- [Dataset records]:
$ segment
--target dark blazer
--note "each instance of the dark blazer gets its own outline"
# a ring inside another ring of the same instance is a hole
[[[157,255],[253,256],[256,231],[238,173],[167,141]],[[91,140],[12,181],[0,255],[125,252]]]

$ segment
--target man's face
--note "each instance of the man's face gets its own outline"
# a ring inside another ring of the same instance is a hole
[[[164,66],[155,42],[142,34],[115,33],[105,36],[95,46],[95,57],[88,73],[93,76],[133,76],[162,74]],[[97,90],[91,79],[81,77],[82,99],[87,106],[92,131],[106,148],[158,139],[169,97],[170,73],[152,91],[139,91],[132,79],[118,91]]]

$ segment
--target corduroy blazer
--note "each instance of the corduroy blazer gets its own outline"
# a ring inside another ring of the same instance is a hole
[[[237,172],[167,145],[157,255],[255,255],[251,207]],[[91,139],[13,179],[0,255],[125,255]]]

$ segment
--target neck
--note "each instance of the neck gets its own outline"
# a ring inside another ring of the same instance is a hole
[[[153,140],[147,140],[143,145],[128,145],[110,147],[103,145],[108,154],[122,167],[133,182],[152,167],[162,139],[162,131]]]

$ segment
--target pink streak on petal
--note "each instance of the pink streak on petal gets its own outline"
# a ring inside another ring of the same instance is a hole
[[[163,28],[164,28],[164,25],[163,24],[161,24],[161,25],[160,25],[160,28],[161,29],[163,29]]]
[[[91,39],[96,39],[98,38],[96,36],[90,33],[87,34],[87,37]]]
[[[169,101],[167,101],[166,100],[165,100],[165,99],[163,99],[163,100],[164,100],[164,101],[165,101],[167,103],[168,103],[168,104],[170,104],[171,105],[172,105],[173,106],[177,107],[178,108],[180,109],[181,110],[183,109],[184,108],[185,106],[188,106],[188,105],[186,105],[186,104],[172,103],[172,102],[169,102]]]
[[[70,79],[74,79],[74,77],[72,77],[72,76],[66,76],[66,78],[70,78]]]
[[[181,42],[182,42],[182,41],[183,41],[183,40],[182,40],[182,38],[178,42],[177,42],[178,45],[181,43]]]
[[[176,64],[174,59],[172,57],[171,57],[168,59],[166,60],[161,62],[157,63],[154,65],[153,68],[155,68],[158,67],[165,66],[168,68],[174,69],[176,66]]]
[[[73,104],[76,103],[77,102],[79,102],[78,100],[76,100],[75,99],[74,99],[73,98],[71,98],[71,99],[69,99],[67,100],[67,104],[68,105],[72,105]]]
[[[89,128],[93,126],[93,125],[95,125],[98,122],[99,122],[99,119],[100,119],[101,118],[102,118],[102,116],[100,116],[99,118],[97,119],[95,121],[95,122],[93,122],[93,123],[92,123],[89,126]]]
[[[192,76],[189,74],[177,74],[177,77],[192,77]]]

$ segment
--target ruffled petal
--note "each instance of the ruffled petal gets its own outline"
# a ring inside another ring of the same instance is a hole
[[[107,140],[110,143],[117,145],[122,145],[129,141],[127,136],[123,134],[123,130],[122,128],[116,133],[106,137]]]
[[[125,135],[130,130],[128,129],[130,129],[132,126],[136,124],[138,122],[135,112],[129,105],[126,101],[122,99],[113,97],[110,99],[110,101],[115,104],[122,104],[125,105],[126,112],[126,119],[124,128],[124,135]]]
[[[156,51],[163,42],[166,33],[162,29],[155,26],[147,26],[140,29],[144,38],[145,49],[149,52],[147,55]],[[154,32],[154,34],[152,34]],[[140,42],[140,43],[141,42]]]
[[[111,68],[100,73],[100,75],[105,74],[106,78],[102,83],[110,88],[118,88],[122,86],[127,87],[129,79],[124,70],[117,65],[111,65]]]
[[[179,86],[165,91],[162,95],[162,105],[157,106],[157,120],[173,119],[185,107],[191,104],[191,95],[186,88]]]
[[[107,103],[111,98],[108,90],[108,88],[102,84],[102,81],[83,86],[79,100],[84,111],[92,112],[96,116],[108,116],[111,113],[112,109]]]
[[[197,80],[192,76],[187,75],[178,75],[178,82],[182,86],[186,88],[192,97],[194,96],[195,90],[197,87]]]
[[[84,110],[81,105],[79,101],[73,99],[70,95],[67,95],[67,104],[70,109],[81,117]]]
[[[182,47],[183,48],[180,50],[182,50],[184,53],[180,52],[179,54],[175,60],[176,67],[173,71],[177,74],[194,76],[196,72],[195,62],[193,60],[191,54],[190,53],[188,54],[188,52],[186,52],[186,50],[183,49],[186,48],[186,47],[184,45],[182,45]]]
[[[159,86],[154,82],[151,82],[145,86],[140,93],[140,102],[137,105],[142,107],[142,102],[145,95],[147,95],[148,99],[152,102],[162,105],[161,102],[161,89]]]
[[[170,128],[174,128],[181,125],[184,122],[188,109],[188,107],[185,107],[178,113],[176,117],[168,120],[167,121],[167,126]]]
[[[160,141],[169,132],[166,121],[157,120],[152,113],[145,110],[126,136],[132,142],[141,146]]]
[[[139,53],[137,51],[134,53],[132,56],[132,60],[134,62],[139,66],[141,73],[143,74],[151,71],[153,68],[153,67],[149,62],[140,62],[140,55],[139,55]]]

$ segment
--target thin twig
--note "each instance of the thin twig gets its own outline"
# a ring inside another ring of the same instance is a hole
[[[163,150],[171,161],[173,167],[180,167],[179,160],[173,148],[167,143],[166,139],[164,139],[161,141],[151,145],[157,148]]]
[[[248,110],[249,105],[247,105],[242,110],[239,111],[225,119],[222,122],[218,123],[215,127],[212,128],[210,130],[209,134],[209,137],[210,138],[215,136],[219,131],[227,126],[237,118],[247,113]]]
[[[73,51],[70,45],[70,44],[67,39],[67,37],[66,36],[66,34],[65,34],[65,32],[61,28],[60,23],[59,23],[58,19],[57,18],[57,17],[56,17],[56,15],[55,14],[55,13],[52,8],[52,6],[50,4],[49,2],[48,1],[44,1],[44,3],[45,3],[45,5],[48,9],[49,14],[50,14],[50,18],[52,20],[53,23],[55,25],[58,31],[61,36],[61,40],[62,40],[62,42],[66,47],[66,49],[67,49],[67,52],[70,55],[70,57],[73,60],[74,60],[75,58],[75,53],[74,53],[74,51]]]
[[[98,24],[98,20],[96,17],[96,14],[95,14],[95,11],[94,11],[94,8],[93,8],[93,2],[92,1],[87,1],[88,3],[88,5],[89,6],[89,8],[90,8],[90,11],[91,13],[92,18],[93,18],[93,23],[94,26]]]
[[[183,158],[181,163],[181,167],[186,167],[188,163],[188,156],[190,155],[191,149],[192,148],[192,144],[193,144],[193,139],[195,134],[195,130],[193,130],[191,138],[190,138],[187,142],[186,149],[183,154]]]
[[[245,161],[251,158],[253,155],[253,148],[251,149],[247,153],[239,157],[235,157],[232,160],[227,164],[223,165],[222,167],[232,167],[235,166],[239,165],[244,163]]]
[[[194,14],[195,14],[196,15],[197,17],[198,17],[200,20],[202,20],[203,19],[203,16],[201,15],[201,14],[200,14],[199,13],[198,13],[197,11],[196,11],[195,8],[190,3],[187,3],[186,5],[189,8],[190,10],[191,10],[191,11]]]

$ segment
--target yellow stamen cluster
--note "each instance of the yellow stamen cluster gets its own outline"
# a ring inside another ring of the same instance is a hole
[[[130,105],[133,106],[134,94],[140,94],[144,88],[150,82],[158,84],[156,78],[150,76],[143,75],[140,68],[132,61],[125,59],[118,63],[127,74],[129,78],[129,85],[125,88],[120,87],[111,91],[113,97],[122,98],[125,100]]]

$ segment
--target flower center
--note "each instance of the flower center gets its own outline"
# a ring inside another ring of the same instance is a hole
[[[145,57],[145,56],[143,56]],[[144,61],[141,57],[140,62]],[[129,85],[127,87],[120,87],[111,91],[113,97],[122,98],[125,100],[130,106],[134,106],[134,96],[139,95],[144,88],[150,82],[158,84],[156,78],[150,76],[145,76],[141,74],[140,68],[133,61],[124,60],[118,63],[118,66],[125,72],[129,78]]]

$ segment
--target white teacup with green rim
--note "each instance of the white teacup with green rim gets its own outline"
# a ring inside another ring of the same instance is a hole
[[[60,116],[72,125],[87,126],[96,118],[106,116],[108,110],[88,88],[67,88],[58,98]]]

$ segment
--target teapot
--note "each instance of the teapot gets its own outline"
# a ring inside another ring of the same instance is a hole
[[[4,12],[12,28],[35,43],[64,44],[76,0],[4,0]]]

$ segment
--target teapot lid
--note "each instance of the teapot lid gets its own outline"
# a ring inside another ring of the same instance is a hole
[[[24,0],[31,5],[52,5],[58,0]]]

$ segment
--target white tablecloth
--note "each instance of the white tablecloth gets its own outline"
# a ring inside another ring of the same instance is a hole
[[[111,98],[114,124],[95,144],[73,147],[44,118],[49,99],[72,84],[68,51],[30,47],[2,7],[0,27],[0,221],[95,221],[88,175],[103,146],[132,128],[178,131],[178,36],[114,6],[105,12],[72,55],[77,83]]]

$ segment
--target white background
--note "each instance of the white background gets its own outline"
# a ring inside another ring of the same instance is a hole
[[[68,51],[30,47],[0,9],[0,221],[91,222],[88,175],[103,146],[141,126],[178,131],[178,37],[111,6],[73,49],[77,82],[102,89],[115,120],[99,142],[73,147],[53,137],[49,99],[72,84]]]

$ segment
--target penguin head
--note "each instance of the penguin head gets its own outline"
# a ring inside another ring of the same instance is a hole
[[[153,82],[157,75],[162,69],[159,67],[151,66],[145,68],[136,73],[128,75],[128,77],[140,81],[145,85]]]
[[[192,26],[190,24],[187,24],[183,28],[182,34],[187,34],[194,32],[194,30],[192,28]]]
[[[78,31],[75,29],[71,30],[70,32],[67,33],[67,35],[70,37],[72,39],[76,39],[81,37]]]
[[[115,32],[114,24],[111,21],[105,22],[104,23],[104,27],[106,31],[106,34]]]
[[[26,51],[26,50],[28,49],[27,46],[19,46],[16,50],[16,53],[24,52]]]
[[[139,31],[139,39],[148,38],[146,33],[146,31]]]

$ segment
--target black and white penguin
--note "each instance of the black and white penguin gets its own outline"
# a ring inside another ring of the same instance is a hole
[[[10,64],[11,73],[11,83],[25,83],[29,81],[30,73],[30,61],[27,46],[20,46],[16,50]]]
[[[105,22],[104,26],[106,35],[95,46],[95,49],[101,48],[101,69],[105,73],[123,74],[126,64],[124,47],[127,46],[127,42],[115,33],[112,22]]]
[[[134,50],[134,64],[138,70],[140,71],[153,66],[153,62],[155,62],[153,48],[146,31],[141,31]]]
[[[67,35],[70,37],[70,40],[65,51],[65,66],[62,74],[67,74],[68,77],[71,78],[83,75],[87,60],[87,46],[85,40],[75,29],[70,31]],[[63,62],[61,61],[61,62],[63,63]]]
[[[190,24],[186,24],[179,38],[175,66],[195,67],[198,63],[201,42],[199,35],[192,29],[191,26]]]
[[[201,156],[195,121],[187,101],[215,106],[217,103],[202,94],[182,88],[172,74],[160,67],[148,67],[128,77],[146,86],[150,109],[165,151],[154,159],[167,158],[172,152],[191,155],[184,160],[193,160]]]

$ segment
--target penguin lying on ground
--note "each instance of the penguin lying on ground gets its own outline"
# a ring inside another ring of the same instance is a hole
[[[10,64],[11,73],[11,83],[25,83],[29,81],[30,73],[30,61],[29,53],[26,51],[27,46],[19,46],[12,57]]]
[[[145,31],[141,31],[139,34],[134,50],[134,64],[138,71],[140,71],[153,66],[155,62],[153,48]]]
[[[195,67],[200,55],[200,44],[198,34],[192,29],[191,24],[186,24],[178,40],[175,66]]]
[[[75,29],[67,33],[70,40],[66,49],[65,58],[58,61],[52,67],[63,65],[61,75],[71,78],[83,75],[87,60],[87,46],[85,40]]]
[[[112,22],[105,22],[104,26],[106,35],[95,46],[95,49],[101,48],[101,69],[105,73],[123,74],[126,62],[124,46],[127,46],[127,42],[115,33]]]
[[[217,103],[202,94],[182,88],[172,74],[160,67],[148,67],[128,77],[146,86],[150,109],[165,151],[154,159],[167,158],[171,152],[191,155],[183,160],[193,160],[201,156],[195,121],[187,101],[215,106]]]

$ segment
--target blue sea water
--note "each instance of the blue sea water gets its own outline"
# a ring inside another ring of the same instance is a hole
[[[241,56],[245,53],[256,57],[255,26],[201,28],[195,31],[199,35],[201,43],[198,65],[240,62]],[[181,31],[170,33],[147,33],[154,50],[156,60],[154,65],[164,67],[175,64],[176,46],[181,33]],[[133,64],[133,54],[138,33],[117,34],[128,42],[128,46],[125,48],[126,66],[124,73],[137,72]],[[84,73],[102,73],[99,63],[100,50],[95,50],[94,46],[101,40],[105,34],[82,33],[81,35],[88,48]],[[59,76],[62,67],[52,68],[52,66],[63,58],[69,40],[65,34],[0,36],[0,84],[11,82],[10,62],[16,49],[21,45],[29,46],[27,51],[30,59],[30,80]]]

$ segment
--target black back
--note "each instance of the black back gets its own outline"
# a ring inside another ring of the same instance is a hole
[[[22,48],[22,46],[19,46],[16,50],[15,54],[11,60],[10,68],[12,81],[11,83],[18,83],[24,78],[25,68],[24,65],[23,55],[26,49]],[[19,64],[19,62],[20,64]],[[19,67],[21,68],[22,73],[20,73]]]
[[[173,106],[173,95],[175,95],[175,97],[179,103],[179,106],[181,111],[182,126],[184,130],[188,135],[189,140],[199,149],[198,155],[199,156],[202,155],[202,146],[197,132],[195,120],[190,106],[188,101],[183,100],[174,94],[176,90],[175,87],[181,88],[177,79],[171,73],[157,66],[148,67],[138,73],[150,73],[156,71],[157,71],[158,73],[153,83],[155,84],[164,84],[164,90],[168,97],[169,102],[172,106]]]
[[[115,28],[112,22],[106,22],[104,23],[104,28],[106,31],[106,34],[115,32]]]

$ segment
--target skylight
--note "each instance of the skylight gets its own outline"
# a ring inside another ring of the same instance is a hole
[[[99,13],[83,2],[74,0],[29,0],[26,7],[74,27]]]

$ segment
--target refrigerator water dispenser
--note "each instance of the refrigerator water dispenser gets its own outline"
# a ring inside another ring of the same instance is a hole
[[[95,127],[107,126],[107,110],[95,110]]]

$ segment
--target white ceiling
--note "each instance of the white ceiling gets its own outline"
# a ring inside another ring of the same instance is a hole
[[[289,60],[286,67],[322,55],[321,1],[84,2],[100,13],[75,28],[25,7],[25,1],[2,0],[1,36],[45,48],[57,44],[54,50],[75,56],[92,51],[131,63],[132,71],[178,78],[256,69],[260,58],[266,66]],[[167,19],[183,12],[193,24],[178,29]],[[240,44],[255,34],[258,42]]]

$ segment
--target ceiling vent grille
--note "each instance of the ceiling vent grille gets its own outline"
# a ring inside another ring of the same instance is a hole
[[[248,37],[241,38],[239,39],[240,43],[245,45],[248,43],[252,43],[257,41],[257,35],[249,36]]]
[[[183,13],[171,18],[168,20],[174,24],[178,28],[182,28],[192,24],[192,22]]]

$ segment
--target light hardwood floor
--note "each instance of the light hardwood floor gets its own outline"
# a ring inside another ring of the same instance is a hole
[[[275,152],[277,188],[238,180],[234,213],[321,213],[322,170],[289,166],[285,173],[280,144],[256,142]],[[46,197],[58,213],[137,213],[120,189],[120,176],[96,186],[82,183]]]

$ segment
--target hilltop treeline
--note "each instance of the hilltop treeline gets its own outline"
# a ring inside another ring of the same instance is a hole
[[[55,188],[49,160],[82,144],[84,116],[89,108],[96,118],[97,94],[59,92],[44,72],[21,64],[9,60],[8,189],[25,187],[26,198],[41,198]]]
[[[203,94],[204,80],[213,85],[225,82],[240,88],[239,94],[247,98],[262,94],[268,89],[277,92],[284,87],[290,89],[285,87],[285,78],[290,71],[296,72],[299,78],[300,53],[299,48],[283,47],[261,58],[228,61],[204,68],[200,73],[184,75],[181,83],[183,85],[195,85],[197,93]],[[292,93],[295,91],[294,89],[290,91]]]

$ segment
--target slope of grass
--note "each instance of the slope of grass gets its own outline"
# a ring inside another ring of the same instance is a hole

- [Task description]:
Select every line in the records above that contains the string "pink", matching case exactly, and copy each selected line in full.

- [Exercise output]:
--target pink streak on petal
--note "each instance of the pink streak on petal gets its own outline"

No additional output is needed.